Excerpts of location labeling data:
● ● ● ● ●

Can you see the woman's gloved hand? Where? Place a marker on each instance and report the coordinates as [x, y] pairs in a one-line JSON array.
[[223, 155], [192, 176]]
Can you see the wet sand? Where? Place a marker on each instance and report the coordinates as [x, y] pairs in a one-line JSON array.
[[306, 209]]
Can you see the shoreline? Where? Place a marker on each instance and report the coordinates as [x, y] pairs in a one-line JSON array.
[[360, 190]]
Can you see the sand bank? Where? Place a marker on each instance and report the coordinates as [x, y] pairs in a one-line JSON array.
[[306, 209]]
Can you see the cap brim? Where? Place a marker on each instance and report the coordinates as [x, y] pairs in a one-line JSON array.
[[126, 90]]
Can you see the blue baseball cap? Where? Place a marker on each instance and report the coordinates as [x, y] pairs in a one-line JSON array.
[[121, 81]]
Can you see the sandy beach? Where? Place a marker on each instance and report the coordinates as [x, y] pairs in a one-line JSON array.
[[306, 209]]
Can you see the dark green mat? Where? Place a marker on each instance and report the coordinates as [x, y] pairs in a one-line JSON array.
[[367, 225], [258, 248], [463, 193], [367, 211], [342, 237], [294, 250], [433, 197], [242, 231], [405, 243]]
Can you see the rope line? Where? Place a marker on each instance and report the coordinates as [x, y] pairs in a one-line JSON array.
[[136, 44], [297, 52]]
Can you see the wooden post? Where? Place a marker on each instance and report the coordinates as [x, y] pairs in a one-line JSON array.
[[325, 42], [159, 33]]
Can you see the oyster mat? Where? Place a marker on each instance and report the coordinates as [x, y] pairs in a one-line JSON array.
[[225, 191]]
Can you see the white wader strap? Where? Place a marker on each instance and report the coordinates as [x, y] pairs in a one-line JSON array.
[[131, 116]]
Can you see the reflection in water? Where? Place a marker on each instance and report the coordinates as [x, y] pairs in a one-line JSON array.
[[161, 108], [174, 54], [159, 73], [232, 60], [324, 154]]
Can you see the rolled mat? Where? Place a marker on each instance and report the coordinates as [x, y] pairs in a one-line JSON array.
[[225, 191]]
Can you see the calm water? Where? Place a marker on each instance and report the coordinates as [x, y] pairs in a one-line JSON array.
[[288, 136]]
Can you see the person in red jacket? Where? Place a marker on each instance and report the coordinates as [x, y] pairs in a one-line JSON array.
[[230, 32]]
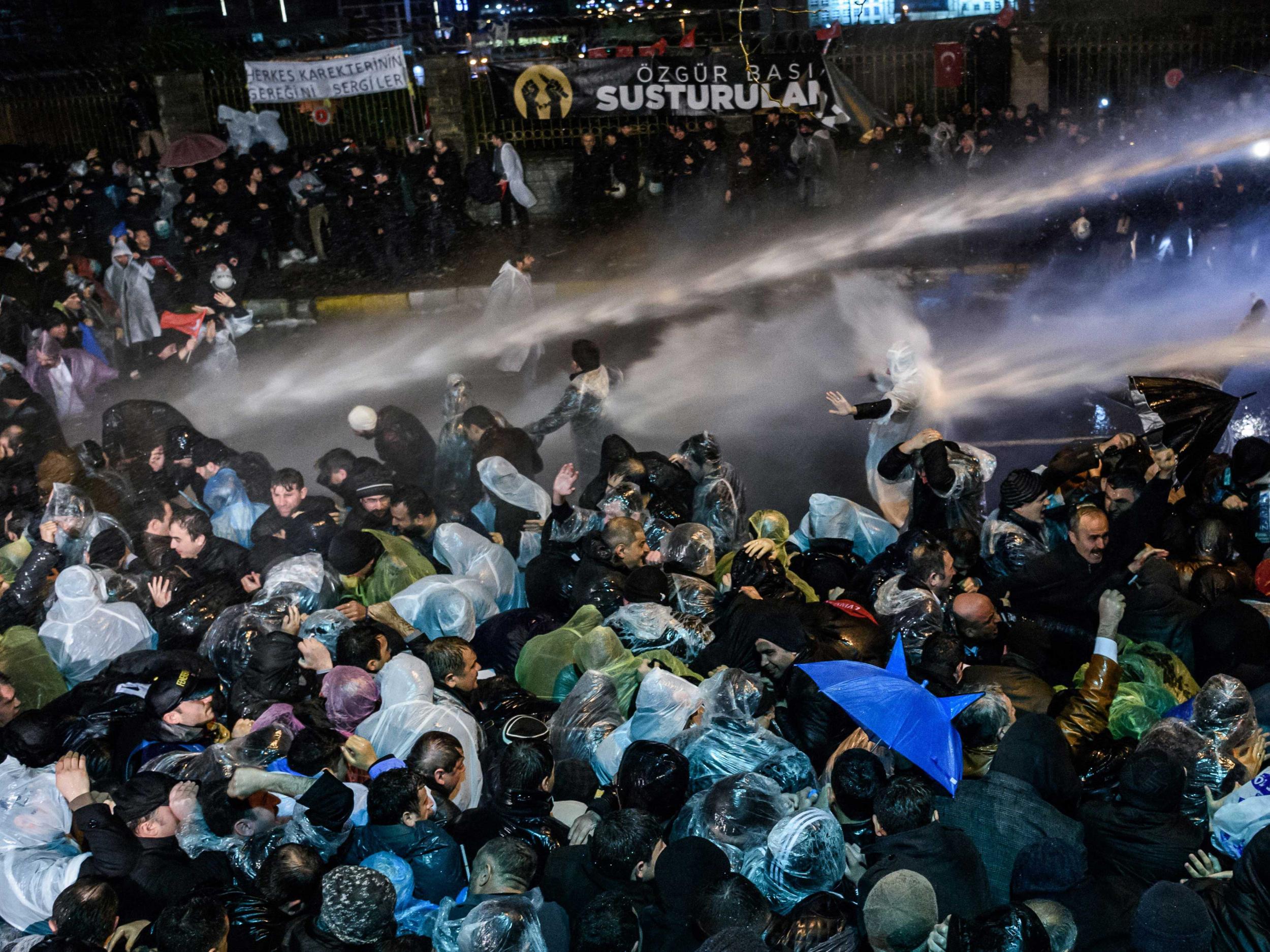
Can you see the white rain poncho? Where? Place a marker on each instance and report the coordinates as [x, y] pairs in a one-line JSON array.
[[588, 714], [78, 522], [511, 304], [729, 740], [407, 712], [804, 853], [233, 513], [738, 813], [314, 584], [646, 626], [835, 517], [83, 634], [663, 706], [37, 857], [466, 554], [906, 389], [503, 480], [446, 606]]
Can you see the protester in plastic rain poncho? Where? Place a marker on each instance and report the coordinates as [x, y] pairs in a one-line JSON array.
[[1222, 727], [305, 578], [903, 390], [412, 914], [469, 555], [446, 606], [503, 925], [407, 712], [769, 524], [454, 451], [84, 634], [835, 517], [37, 856], [233, 513], [128, 281], [582, 408], [586, 716], [719, 499], [731, 740], [804, 853], [504, 481], [68, 379], [509, 306], [663, 706], [78, 522], [737, 814], [687, 556], [545, 656]]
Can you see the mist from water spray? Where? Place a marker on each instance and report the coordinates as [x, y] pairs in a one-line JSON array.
[[735, 359]]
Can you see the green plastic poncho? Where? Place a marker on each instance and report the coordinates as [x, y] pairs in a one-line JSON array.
[[399, 567], [545, 655], [23, 656], [769, 523], [601, 650]]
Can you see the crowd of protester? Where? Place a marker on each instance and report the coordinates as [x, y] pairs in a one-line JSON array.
[[445, 700]]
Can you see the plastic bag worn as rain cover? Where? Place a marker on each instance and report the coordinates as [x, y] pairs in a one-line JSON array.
[[587, 715], [804, 853]]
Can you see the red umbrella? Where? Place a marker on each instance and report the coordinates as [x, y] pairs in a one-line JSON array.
[[192, 150]]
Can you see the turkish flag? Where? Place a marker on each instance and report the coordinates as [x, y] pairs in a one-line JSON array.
[[831, 32], [949, 65]]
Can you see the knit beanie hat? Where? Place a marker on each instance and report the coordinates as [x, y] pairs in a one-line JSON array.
[[900, 912], [357, 905], [1171, 918], [1020, 488]]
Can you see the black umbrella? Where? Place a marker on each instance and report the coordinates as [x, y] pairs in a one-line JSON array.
[[1183, 414]]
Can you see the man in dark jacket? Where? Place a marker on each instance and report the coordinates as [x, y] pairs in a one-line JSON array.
[[620, 857], [1142, 834], [509, 867], [400, 441], [520, 804], [911, 837], [398, 806]]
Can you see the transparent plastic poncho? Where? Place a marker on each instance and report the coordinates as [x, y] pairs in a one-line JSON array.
[[327, 626], [835, 517], [738, 813], [306, 577], [83, 634], [691, 546], [78, 522], [663, 706], [32, 811], [587, 715], [446, 606], [503, 925], [407, 712], [413, 915], [644, 626], [466, 554], [233, 513], [804, 853], [729, 740], [260, 748]]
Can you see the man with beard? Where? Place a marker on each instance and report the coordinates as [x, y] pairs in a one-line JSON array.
[[290, 499], [372, 491], [400, 441]]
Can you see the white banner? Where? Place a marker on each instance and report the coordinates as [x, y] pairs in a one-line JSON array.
[[294, 82]]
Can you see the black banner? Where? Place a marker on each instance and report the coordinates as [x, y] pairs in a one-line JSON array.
[[548, 90]]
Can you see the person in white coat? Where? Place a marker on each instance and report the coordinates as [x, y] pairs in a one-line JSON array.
[[128, 281], [511, 179], [510, 304]]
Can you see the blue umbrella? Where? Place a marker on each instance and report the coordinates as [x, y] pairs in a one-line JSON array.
[[900, 711]]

● ● ● ● ●

PROBLEM -
Starting at the line that has "Can you see the white wader" and stopping after the line that has "480], [446, 606]]", write out the material again with its requests, and shift every coordinate in the answers by adding 117 to it. Omit the picture from your copy.

EXERCISE OUTPUT -
Can you see the white wader strap? Where? Place a marker on each instance and report the coordinates as [x, y] pairs in a one-line JSON array.
[[248, 233]]
Can you see the reflection in water? Where? Place a marker on each instance and report the coordinates as [x, y] pairs in a one-line JSON array.
[[278, 225], [291, 171], [276, 190], [349, 177], [441, 271]]
Can you see the rolled mat? Where? Place a marker on each instance and report the coordinates as [x, y] pairs in a one-line JSON array.
[[342, 308]]
Can you see the calm water? Where? Place a marker on each instance and report the coordinates as [x, y] pairs in a one-line JSON array.
[[405, 253]]
Can you see the person in red jacket? Where? Place a marker on each instance and report the coordinates as [x, y] pairs in a one-line JSON array.
[[347, 149]]
Can you see the white rain poncho? Where? Place a marker on each instance and report the coordinates as [x, y] pairs in a one-line JSON array.
[[705, 831], [195, 639], [628, 421], [846, 857], [524, 829], [921, 970], [350, 630], [855, 930], [431, 701], [763, 743], [952, 634], [200, 751], [780, 823], [154, 974], [583, 671], [1023, 506], [620, 597], [563, 723]]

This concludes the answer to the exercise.